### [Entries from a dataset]
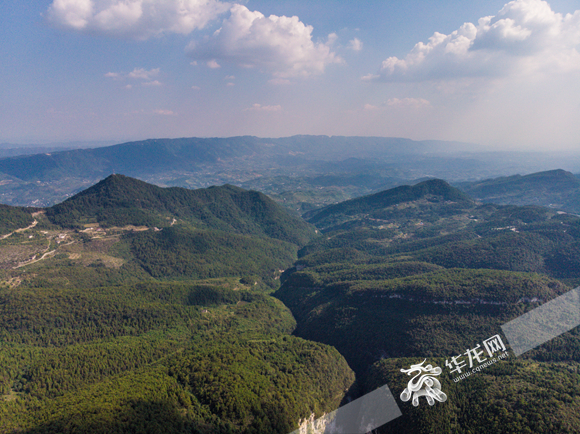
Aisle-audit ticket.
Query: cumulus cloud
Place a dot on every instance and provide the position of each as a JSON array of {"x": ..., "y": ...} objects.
[
  {"x": 164, "y": 112},
  {"x": 282, "y": 46},
  {"x": 408, "y": 102},
  {"x": 264, "y": 108},
  {"x": 525, "y": 36},
  {"x": 138, "y": 19},
  {"x": 355, "y": 44},
  {"x": 137, "y": 74},
  {"x": 143, "y": 73},
  {"x": 415, "y": 103},
  {"x": 279, "y": 81}
]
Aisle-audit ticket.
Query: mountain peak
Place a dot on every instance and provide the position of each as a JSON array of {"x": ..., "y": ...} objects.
[{"x": 436, "y": 190}]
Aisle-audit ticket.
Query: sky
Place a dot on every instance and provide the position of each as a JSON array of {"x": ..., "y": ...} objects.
[{"x": 502, "y": 75}]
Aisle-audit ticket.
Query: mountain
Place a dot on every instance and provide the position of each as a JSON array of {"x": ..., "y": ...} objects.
[
  {"x": 120, "y": 200},
  {"x": 133, "y": 308},
  {"x": 555, "y": 188},
  {"x": 405, "y": 277},
  {"x": 434, "y": 192}
]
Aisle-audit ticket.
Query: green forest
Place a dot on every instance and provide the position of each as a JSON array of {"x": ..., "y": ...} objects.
[{"x": 131, "y": 308}]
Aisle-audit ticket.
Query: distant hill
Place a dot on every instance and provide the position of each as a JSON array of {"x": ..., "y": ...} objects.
[
  {"x": 120, "y": 200},
  {"x": 158, "y": 155},
  {"x": 435, "y": 192},
  {"x": 554, "y": 188}
]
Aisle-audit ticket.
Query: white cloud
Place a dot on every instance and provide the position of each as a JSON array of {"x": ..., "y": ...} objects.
[
  {"x": 526, "y": 36},
  {"x": 143, "y": 73},
  {"x": 279, "y": 81},
  {"x": 415, "y": 103},
  {"x": 282, "y": 45},
  {"x": 264, "y": 108},
  {"x": 137, "y": 74},
  {"x": 355, "y": 44},
  {"x": 164, "y": 112},
  {"x": 138, "y": 19},
  {"x": 408, "y": 102},
  {"x": 370, "y": 107}
]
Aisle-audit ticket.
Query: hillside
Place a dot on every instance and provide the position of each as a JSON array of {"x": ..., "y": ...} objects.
[
  {"x": 119, "y": 201},
  {"x": 428, "y": 195},
  {"x": 555, "y": 188},
  {"x": 424, "y": 279},
  {"x": 370, "y": 164},
  {"x": 131, "y": 307}
]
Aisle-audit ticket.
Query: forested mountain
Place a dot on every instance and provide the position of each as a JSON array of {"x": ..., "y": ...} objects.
[
  {"x": 379, "y": 206},
  {"x": 300, "y": 172},
  {"x": 555, "y": 188},
  {"x": 132, "y": 308},
  {"x": 402, "y": 276}
]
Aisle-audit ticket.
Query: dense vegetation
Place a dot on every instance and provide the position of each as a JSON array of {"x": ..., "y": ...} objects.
[
  {"x": 119, "y": 200},
  {"x": 131, "y": 358},
  {"x": 510, "y": 397},
  {"x": 400, "y": 277}
]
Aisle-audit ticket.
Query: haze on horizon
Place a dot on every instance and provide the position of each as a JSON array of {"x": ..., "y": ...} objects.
[{"x": 503, "y": 75}]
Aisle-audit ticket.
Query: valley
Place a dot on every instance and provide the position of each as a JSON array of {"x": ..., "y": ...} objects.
[{"x": 175, "y": 308}]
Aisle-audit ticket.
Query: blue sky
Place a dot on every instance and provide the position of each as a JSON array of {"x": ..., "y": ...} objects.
[{"x": 504, "y": 75}]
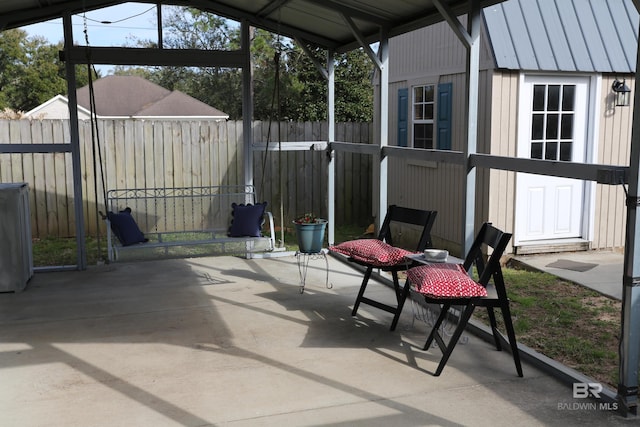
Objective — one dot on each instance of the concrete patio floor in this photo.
(232, 342)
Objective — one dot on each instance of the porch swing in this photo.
(179, 222)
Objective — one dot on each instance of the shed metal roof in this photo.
(326, 23)
(564, 35)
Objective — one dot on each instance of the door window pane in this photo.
(537, 126)
(539, 93)
(553, 103)
(568, 96)
(566, 127)
(536, 150)
(552, 126)
(551, 150)
(565, 151)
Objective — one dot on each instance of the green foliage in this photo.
(286, 84)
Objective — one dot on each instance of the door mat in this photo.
(567, 264)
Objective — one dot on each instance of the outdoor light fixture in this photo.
(622, 93)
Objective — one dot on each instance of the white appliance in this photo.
(16, 257)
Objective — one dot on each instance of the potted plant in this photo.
(310, 233)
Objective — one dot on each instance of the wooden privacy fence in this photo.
(180, 153)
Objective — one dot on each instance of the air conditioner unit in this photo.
(16, 257)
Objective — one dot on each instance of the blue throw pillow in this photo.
(125, 228)
(247, 220)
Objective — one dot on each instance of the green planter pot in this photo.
(311, 236)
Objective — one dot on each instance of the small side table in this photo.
(303, 259)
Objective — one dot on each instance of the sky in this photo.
(128, 21)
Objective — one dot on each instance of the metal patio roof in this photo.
(339, 25)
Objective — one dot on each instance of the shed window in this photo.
(552, 122)
(423, 116)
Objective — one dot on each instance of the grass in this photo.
(573, 325)
(569, 323)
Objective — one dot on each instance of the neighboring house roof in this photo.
(564, 35)
(130, 96)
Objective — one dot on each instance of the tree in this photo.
(31, 71)
(301, 88)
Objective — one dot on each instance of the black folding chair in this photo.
(395, 215)
(490, 277)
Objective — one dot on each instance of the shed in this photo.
(547, 70)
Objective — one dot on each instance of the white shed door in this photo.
(553, 119)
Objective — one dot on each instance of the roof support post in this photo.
(383, 102)
(247, 103)
(473, 72)
(331, 137)
(630, 334)
(70, 70)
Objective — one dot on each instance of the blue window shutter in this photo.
(403, 116)
(444, 116)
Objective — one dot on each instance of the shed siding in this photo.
(500, 190)
(437, 186)
(614, 144)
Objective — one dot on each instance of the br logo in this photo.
(584, 390)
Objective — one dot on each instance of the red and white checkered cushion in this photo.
(372, 251)
(444, 281)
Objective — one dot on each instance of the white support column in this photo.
(247, 103)
(70, 71)
(473, 71)
(630, 333)
(331, 137)
(383, 177)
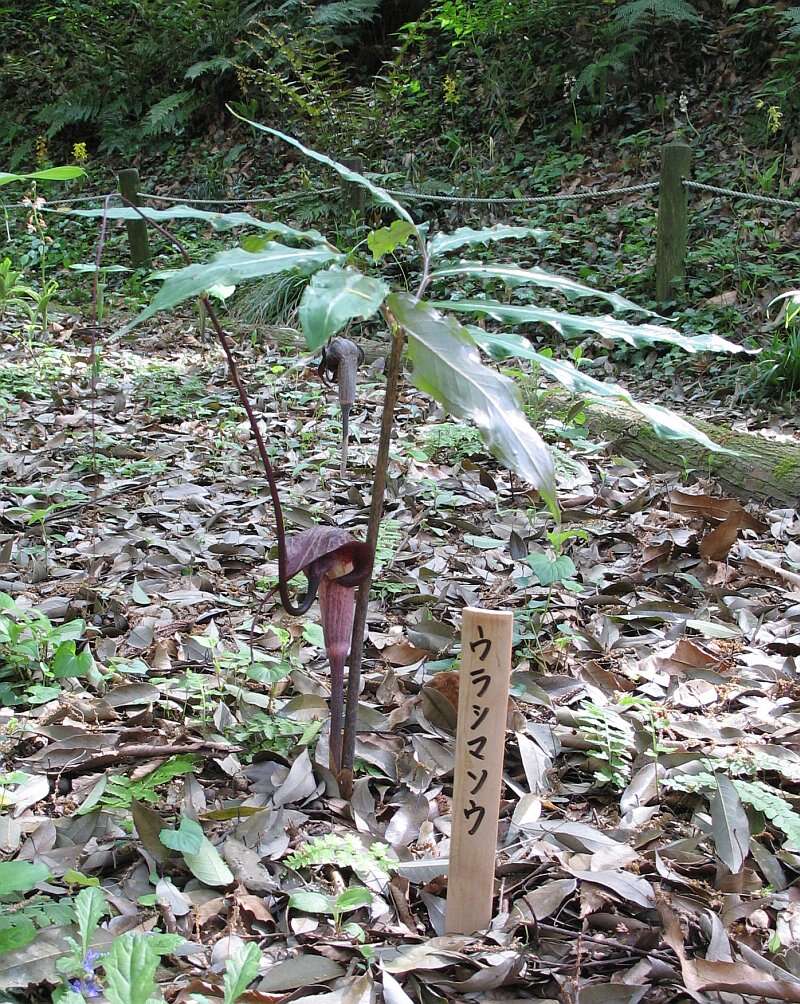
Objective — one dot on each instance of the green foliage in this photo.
(611, 738)
(333, 906)
(763, 797)
(33, 652)
(454, 442)
(120, 790)
(274, 734)
(645, 13)
(342, 850)
(777, 370)
(170, 114)
(240, 971)
(444, 353)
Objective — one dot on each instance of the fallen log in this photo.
(762, 470)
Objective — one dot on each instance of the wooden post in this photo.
(137, 229)
(671, 250)
(480, 744)
(354, 195)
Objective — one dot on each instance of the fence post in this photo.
(354, 196)
(671, 249)
(137, 229)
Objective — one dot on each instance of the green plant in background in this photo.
(35, 654)
(445, 354)
(343, 850)
(449, 441)
(13, 291)
(19, 923)
(611, 739)
(778, 367)
(273, 733)
(335, 907)
(118, 791)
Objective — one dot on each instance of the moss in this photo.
(785, 467)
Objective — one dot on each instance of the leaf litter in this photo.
(165, 730)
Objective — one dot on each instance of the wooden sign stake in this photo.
(480, 742)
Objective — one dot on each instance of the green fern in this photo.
(346, 13)
(219, 65)
(763, 797)
(388, 537)
(638, 13)
(791, 18)
(611, 738)
(594, 77)
(170, 114)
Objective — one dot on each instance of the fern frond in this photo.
(791, 18)
(637, 12)
(219, 65)
(344, 14)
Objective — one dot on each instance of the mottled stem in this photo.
(375, 512)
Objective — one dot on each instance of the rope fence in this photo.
(673, 186)
(523, 200)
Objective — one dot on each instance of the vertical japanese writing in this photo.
(474, 811)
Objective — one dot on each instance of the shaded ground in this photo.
(643, 672)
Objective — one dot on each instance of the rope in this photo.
(526, 200)
(56, 202)
(765, 199)
(237, 202)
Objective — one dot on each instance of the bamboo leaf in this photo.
(447, 364)
(730, 824)
(220, 221)
(605, 325)
(230, 268)
(346, 173)
(665, 424)
(516, 276)
(335, 296)
(64, 174)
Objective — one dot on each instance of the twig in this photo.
(280, 531)
(375, 512)
(139, 751)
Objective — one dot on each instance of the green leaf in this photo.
(381, 242)
(129, 970)
(220, 221)
(21, 876)
(240, 971)
(16, 933)
(64, 174)
(311, 903)
(335, 296)
(352, 899)
(445, 243)
(516, 276)
(608, 327)
(188, 838)
(350, 176)
(232, 267)
(730, 824)
(665, 424)
(90, 907)
(68, 663)
(447, 365)
(549, 570)
(207, 865)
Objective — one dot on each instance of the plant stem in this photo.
(375, 512)
(280, 532)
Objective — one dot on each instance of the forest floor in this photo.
(158, 685)
(165, 724)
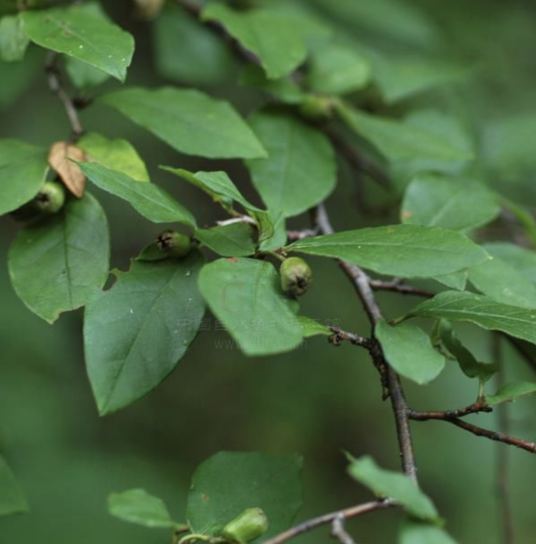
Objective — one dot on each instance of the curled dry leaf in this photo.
(60, 158)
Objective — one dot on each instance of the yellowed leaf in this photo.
(68, 171)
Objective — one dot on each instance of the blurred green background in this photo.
(316, 401)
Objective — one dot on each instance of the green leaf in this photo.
(510, 392)
(500, 281)
(409, 251)
(117, 155)
(84, 76)
(469, 365)
(402, 141)
(409, 351)
(148, 199)
(482, 311)
(13, 39)
(400, 78)
(508, 148)
(23, 168)
(311, 327)
(271, 36)
(84, 32)
(524, 216)
(337, 70)
(386, 483)
(245, 295)
(217, 184)
(439, 127)
(416, 532)
(457, 204)
(300, 170)
(521, 259)
(278, 236)
(204, 57)
(57, 264)
(234, 240)
(137, 506)
(189, 121)
(16, 77)
(230, 482)
(12, 500)
(136, 333)
(387, 20)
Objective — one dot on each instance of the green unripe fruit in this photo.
(316, 108)
(175, 244)
(51, 198)
(296, 276)
(248, 526)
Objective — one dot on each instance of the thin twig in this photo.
(503, 454)
(338, 531)
(361, 283)
(340, 335)
(55, 85)
(347, 513)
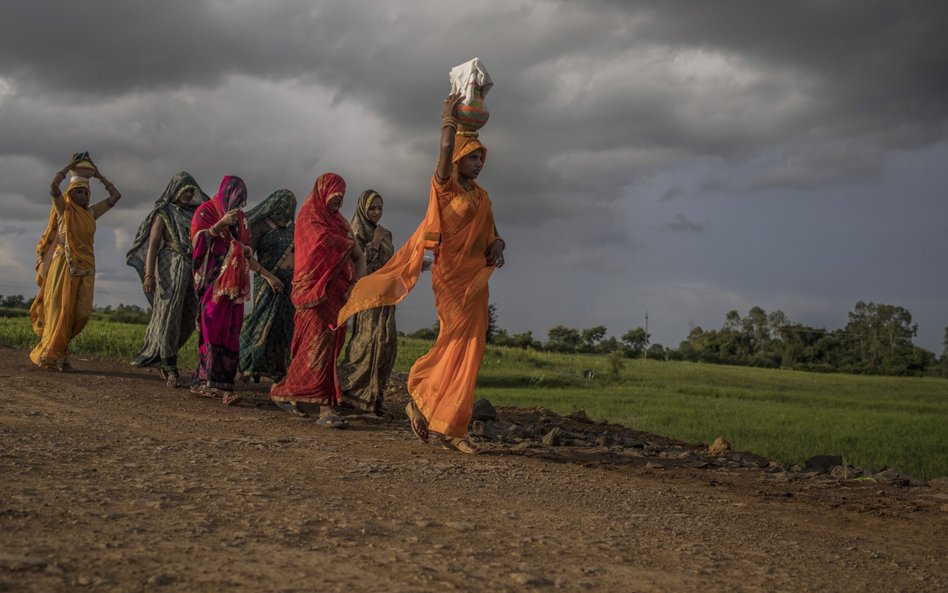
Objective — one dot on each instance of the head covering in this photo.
(362, 226)
(465, 145)
(234, 279)
(280, 207)
(323, 242)
(165, 207)
(78, 181)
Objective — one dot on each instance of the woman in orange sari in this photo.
(65, 264)
(327, 262)
(459, 228)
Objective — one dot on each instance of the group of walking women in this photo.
(194, 255)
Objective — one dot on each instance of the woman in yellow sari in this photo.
(65, 264)
(459, 228)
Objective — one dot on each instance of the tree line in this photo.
(17, 305)
(877, 339)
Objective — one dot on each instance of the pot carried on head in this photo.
(83, 168)
(473, 82)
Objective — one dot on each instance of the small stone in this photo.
(939, 483)
(846, 472)
(552, 438)
(484, 410)
(528, 580)
(160, 580)
(719, 447)
(604, 440)
(14, 562)
(891, 476)
(822, 463)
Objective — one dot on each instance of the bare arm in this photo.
(358, 257)
(114, 195)
(449, 126)
(155, 239)
(275, 283)
(54, 191)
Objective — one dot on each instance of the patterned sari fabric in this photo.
(65, 274)
(370, 354)
(222, 283)
(459, 227)
(322, 277)
(174, 303)
(265, 339)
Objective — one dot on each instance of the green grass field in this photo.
(899, 422)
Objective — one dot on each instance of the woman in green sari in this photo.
(370, 355)
(161, 254)
(265, 339)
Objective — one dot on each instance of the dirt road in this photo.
(111, 482)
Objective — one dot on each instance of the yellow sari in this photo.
(65, 274)
(459, 227)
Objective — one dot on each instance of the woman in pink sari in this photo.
(327, 262)
(220, 237)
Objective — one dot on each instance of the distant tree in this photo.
(880, 337)
(656, 352)
(563, 339)
(592, 337)
(15, 301)
(616, 364)
(635, 342)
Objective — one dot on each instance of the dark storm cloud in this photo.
(605, 115)
(683, 223)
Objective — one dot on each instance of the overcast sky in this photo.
(679, 158)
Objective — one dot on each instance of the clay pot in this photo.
(84, 169)
(473, 116)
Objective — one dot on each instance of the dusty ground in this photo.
(111, 482)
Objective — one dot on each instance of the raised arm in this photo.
(449, 127)
(54, 191)
(114, 195)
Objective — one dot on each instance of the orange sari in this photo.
(458, 227)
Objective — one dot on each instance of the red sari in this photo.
(322, 277)
(222, 282)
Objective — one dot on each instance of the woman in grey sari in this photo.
(370, 354)
(265, 338)
(161, 253)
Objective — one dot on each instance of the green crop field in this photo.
(899, 422)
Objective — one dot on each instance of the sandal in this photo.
(331, 421)
(201, 392)
(419, 425)
(460, 445)
(229, 398)
(292, 409)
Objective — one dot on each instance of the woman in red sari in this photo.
(222, 264)
(327, 261)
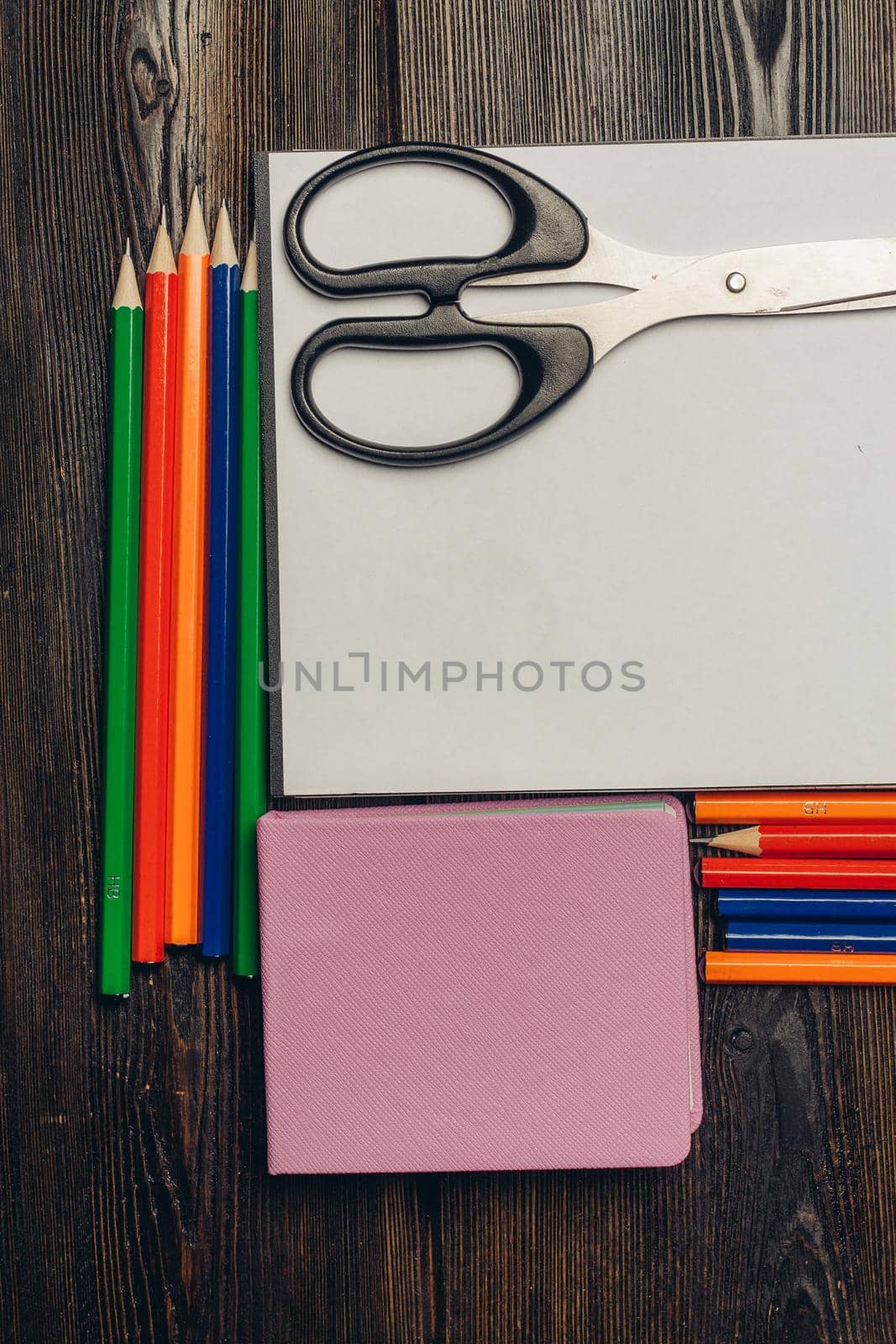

### [Problem details]
Give the lines of the data, from the line that contains "grey sari in this photo." through the end, inclusive, as a JSON list of strings with one string per line and no blank lines. Leave the pictures out of your answer.

### [Output for this exercise]
[
  "Objective — one dot on each instance of the woman in grey sari in this photo.",
  "(370, 354)",
  "(265, 338)",
  "(161, 253)",
  "Objective — one dot on each instance of the green crop field in this photo.",
  "(899, 422)",
  "Objective — one dot on each instance of the sandal in this photo.",
  "(331, 421)",
  "(201, 392)",
  "(419, 425)",
  "(460, 445)",
  "(229, 398)",
  "(292, 409)",
  "Objective — one dot on each instance of the woman in red sari in this photo.",
  "(222, 264)",
  "(327, 261)"
]